— BEGIN Data entries —

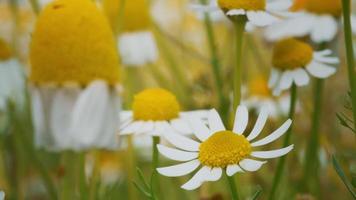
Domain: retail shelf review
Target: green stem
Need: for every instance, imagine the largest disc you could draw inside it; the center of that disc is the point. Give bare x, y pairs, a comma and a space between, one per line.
232, 185
311, 157
281, 162
215, 64
350, 55
240, 22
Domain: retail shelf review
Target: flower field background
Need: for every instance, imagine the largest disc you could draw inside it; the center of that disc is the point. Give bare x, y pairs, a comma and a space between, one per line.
246, 99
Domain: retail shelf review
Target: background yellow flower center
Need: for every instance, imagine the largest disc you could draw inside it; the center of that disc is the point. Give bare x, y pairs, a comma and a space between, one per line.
289, 54
73, 42
5, 51
259, 87
242, 4
155, 104
133, 15
331, 7
224, 148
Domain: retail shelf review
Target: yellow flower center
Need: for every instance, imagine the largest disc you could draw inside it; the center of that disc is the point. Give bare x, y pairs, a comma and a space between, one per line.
259, 87
5, 51
224, 148
331, 7
155, 104
132, 15
242, 4
289, 54
73, 42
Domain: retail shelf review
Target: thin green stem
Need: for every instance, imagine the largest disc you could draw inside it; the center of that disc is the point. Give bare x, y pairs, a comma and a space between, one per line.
311, 157
232, 185
282, 161
350, 55
240, 22
215, 64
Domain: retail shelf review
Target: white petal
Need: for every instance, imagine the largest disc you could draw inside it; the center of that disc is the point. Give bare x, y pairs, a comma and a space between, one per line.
261, 18
235, 12
233, 169
320, 70
200, 130
89, 113
241, 120
273, 153
182, 142
286, 80
215, 122
176, 154
180, 169
197, 180
251, 165
325, 29
273, 136
301, 77
260, 123
181, 126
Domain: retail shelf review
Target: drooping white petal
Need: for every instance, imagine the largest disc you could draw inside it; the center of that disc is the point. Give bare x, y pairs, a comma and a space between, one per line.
235, 12
261, 18
180, 169
89, 113
320, 70
260, 123
273, 153
176, 154
251, 165
325, 29
241, 120
273, 136
198, 179
301, 77
233, 169
200, 130
181, 126
182, 142
215, 122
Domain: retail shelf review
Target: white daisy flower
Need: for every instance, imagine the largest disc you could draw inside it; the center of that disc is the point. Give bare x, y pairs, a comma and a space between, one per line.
220, 149
294, 61
74, 78
136, 43
259, 13
156, 111
319, 19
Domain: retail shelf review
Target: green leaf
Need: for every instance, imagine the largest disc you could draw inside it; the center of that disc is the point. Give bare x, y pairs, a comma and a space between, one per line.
341, 174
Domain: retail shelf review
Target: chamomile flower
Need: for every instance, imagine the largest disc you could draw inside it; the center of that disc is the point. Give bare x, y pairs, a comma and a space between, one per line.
294, 61
220, 149
258, 96
75, 77
156, 111
259, 13
136, 42
319, 19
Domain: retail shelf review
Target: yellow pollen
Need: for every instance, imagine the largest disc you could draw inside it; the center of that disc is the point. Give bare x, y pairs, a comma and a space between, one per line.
155, 104
73, 42
289, 54
259, 87
5, 51
331, 7
255, 5
224, 148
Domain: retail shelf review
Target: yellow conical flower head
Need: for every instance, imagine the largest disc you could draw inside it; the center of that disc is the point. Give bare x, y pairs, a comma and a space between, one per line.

— END Data entries —

Task brief — Pick out every line in the data above that contains the word "background", and copy each of those lines.

Solution —
Target: flower field background
Target: background yellow flower center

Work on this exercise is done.